§ **Exercice proposé A**:
Pouvez-vous reproduire à l'identique les entrées du jeu de données, depuis la ligne qui contient « the fish tail » jusqu'à la fin des entrées, ces deux bornes comprises ?

= = = =

D'une certaine manière, Kurt Reidemeister a apporté une solution à ce problème.
Théorème de Reidemeister [2] Deux diagrammes définissent le même noeud si et seulement si on peut passer de l'un à l'autre en utilisant un nombre fini de fois les opérations (I) (II) (III). |
[Figure 8 : croisement en boucle] [suppression ou création] |
[Figure 9 : croisements jumeaux ] [suppression ou création] |
[Figure 10 : glissement d'un brin ] [nombre de croisements constant] |
[Exemple : malgré les apparences, le noeud de la figure 4 n'est pas un noeud de huit mais ... un noeud de trèfle !
On peut le montrer en passant du diagramme de la figure 4 au diagramme de la figure 5 par une succession de mouvements de Reidemaster ]
Malheureusement, ce résultat est essentiellement théorique : on ne sait pas combien de fois on doit effectuer ces opérations ! [note 7].
Le théorème est néanmoins très utile, comme on va le voir.
Le noeud de trèfle ne se dénoue pas
Nous allons montrer que le noeud de trèfle ne se dénoue pas [note 8].
Invariants
Pour aborder des problèmes de classification, les mathématiciens utilisent souvent des invariants. Un invariant de noeud est un objet [du type fonction] qui ne dépend que du noeud et non de la manière que l'on a de représenter le noeud, [la valeur de l'invariant est la même pour tous les diagrammes d'un même noeud.]
Tricolorabilité
L'un des invariants des plus simples, défini par R. H. Fox [réf. 3] est donné grâce à la notion de tricolorabilité.

= = = =

§ **Exercice proposé B**:
Pouvez-vous recopier mot pour mot l'extrait sur les noeuds, de « Théorème de Reidemeister » à « de trèfle ! » ?

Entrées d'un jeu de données
= = = =

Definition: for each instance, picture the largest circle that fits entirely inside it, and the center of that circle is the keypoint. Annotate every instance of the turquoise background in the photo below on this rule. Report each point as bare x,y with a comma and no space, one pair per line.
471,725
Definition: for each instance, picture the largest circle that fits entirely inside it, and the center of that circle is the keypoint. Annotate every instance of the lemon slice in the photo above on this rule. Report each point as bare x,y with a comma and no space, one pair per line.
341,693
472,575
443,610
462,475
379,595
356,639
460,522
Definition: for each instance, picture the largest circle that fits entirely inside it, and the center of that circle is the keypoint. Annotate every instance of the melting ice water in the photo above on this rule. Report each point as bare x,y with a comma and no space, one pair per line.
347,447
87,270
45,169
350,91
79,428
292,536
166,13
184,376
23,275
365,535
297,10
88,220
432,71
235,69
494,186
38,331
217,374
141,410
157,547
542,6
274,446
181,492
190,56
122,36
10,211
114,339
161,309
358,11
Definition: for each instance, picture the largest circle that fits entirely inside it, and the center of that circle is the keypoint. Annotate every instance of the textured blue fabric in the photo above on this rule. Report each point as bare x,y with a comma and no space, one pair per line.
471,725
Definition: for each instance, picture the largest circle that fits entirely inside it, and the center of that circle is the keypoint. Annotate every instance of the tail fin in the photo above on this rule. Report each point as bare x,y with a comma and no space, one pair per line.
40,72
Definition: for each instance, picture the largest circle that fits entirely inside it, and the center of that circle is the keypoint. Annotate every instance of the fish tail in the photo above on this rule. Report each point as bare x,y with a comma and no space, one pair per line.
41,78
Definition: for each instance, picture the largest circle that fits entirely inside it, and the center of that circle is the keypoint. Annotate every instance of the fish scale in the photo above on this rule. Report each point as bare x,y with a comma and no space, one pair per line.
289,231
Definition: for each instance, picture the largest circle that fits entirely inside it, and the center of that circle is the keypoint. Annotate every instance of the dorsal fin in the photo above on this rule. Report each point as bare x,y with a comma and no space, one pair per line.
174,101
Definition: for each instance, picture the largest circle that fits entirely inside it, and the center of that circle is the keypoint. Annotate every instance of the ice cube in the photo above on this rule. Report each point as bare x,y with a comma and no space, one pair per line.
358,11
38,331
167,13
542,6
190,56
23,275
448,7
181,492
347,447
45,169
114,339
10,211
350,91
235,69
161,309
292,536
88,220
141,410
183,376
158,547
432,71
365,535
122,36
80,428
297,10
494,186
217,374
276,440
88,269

= = = =

§ **Réponse A**:
Definition: for each instance, picture the largest circle that fits entirely inside it, and the center of that circle is the keypoint. Annotate every instance of the fish tail in the photo above on this rule. Report each point as bare x,y with a comma and no space, one pair per line.
41,78
Definition: for each instance, picture the largest circle that fits entirely inside it, and the center of that circle is the keypoint. Annotate every instance of the fish scale in the photo above on this rule. Report each point as bare x,y with a comma and no space, one pair per line.
289,231
Definition: for each instance, picture the largest circle that fits entirely inside it, and the center of that circle is the keypoint. Annotate every instance of the dorsal fin in the photo above on this rule. Report each point as bare x,y with a comma and no space, one pair per line.
174,101
Definition: for each instance, picture the largest circle that fits entirely inside it, and the center of that circle is the keypoint. Annotate every instance of the ice cube in the photo above on this rule. Report each point as bare x,y with a comma and no space, one pair per line.
358,11
38,331
167,13
542,6
190,56
23,275
448,7
181,492
347,447
45,169
114,339
10,211
350,91
235,69
161,309
292,536
88,220
141,410
183,376
158,547
432,71
365,535
122,36
80,428
297,10
494,186
217,374
276,440
88,269

§ **Réponse B**:
Théorème de Reidemeister [2] Deux diagrammes définissent le même noeud si et seulement si on peut passer de l'un à l'autre en utilisant un nombre fini de fois les opérations (I) (II) (III). |
[Figure 8 : croisement en boucle] [suppression ou création] |
[Figure 9 : croisements jumeaux ] [suppression ou création] |
[Figure 10 : glissement d'un brin ] [nombre de croisements constant] |
[Exemple : malgré les apparences, le noeud de la figure 4 n'est pas un noeud de huit mais ... un noeud de trèfle !